However, I am very concerned that we now see the increase in the threshold. I appreciate that we need to increase the threshold value, but going from £6.5 million to £15 million is a huge increase—of 230% in one bite. That will mean that some of the smaller authorities, which hitherto have been contained within the audit regulations—I will give some examples presently—no longer will be.
I am seeking reassurance because we are establishing the definition of a smaller authority. I cannot be blind to the notion—the Minister referred to it in the earlier debate—that we have a local government devolution and reorganisation Bill in the other place; it passed Second Reading yesterday. In that circumstance, we will see a large number of smaller principal authorities, which are subject to the full audit regime, fall into the third tier of local government—that is, they will not be subject to the 5% or £5 council tax increase cap, if I may use that word.
I want to highlight the example of Salisbury City Council. It used to be a district council and a principal authority but, since the reorganisations in Wiltshire, that is no longer the case. In the past four years, it has jacked up its council tax by 44%. I note that its total precept for this year is only £6.065 million, marginally below the threshold limit to which it is subject. Its gross income is £8.64 million. Currently, it is part of the arrangement to have a full audit. Having jacked up council tax by 44% over the past four years, I think it should be. If it is increased to £15 million, however, what assurance can the local people—the long-suffering residents of Salisbury—have that the council has their best interests at heart? By contrast, the Wiltshire unitary authority, which has assumed responsibility for most of the expensive services, put its council tax up by only 4.5% last year.
I am concerned that this definition will, in due course—not today, because I am conscious that we are concerned solely with audit—be used, as we go through local government reorganisation, to give a free pass to some of the smaller city councils and larger town councils, which will inevitably will fall out of the LGR process and let them let rip. Of course, it is not just the district councils, it is the internal drainage boards. I am concerned about the case of Great Yarmouth Borough Council, which had an increase in the internal drainage board levy of 91% last year, which the council was mandated to pass on to local taxpayers. Over the past few years, it has gone up by 117%. That means that because the district council in Great Yarmouth is a principal authority, it could put its council tax up by only £5, but 91% of that was as a result of the unavoidable increase from the internal drainage board that lies within it. That meant that only 9%, just £26,000 of the increase in council tax in that historic borough—I declare an interest because my business is in that borough, but I do not pay council tax there—could be devoted to the provision and improvement of local services. We shall see a whole class of authority that would currently be within the £6.5 million but will no longer be caught if the threshold rises to £15 million.
I want to highlight the example of the Broads Authority, which is well known for its governance failings. It is well known to be a dysfunctional organisation and, in the interests of transparency, I have in the past made complaints to that body through the mishandling of certain planning matters. Its gross budget is £9.7 million. If ever an organisation needed the close scrutiny of a full audit, it is the Broads Authority and now it will be given a free pass. It will be let off from public scrutiny. This is the unintended consequence of this legislation.

= = = = =

→ **What the task asks**
Continue the remarks on raising the audit threshold for smaller authorities, starting right after the last sentence.

→ **Collected material**
= = = = =

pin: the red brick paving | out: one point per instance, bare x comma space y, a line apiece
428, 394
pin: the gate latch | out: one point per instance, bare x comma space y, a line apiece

= = = = =

→ **Result for this task**
Finally, I want to get the definition of “smaller authority” on the record in the context of local government reorganisation, and ask the Minister what the Government’s intentions are. If it is contemplated that this definition of “smaller authority”—the £15 million threshold—will be used post local government reorganisation, when some of these smaller cities, such as Salisbury, or larger towns such as Scarborough or Shrewsbury, which are certainly covered by the audit now but would not be in future, is it proposed that this definition will cap them at £5 or 5%? There will have to be some reckoning. We cannot have a situation whereby only the large unitary authorities that will be formed after LGR have their council tax capped at £5 or 5%. What is the Government’s view about capping, limiting and putting the local taxpayer first from some of these much larger authorities, which will take on other responsibilities—possibly for local culture, parks and dog bins—when their current responsibilities for social care, planning, housing and homelessness are removed? We cannot have a situation where a 230% increase in threshold allows a new class of large, small authority to let rip at the expense of local taxpayers.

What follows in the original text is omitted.